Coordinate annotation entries

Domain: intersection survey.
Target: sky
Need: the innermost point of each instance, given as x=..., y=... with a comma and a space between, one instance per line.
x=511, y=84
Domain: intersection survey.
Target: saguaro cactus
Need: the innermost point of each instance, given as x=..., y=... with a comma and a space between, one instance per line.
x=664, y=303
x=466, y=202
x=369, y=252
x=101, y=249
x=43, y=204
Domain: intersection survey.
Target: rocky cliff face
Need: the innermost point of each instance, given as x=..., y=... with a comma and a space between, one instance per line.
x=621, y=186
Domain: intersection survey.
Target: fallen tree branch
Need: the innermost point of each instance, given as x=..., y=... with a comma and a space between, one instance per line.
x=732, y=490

---

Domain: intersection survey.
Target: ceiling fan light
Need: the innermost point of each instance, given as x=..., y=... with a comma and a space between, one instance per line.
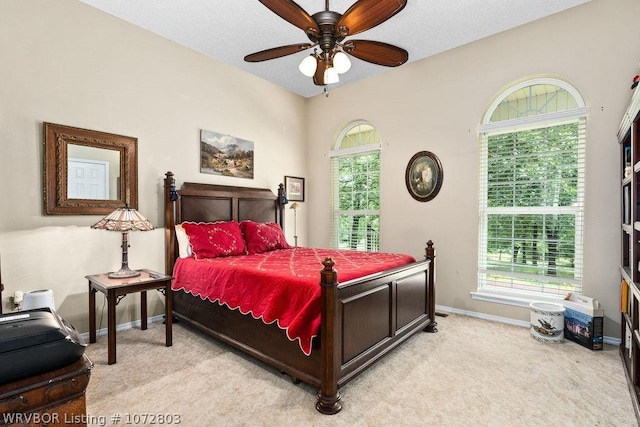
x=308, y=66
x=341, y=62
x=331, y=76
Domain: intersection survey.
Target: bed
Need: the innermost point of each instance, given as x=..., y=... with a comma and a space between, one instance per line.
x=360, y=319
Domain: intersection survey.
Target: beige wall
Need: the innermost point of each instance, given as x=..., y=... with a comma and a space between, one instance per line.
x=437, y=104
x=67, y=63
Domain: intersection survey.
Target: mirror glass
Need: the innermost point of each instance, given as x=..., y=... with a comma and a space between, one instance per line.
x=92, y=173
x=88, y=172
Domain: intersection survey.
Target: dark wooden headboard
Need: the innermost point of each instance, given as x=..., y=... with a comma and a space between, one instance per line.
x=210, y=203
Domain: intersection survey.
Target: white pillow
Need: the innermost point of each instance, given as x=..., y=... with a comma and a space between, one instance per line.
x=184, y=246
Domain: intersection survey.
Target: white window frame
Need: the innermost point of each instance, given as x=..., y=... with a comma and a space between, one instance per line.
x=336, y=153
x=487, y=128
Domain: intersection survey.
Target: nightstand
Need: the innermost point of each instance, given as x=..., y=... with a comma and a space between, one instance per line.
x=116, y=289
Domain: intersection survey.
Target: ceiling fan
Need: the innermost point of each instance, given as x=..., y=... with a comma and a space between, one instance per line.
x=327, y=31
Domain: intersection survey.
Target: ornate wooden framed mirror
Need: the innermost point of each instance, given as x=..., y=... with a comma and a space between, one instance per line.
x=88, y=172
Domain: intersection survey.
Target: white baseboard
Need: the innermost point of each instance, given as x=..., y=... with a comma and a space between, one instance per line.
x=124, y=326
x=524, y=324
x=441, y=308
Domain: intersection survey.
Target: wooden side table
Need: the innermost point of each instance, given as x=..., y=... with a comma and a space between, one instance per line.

==

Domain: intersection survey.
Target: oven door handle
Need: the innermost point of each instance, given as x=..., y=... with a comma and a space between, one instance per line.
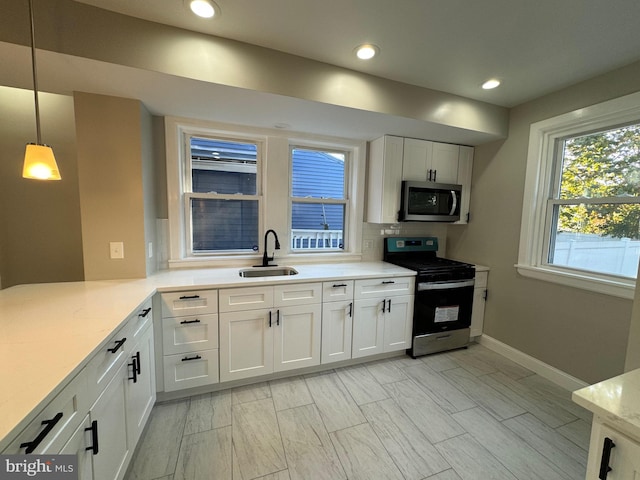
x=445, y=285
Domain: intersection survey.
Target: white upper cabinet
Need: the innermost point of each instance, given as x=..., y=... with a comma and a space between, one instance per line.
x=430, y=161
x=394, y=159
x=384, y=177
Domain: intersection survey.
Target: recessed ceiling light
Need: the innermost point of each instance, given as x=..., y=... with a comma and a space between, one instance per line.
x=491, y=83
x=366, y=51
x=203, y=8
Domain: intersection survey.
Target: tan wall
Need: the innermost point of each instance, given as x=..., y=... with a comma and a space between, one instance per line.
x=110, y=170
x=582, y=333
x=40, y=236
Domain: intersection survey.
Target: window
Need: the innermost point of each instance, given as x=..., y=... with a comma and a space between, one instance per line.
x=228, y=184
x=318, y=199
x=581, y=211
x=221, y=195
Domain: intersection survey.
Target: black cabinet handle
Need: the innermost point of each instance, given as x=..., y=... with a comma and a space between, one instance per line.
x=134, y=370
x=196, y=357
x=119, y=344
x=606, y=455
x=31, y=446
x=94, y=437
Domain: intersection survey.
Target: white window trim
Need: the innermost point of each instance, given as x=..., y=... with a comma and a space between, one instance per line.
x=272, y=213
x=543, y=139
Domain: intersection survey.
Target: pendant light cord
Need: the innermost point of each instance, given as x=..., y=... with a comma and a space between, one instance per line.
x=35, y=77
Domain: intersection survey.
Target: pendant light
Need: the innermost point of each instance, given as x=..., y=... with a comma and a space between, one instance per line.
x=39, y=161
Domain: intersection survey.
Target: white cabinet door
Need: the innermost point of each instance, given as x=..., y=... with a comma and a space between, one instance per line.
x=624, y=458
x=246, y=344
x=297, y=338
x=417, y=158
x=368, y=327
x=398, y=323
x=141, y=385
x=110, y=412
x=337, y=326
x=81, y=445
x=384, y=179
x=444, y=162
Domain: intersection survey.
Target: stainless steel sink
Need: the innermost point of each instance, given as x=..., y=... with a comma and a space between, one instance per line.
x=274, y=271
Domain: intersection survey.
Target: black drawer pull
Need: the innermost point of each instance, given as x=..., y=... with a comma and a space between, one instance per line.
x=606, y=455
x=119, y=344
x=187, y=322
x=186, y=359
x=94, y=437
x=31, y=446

**SET PROBLEM:**
Select every line of the data that contains the string "ceiling", and copy those lines.

**RESPONSE:**
Target: ceiling fan light
Target: ceiling fan
Target: recessed ceiling light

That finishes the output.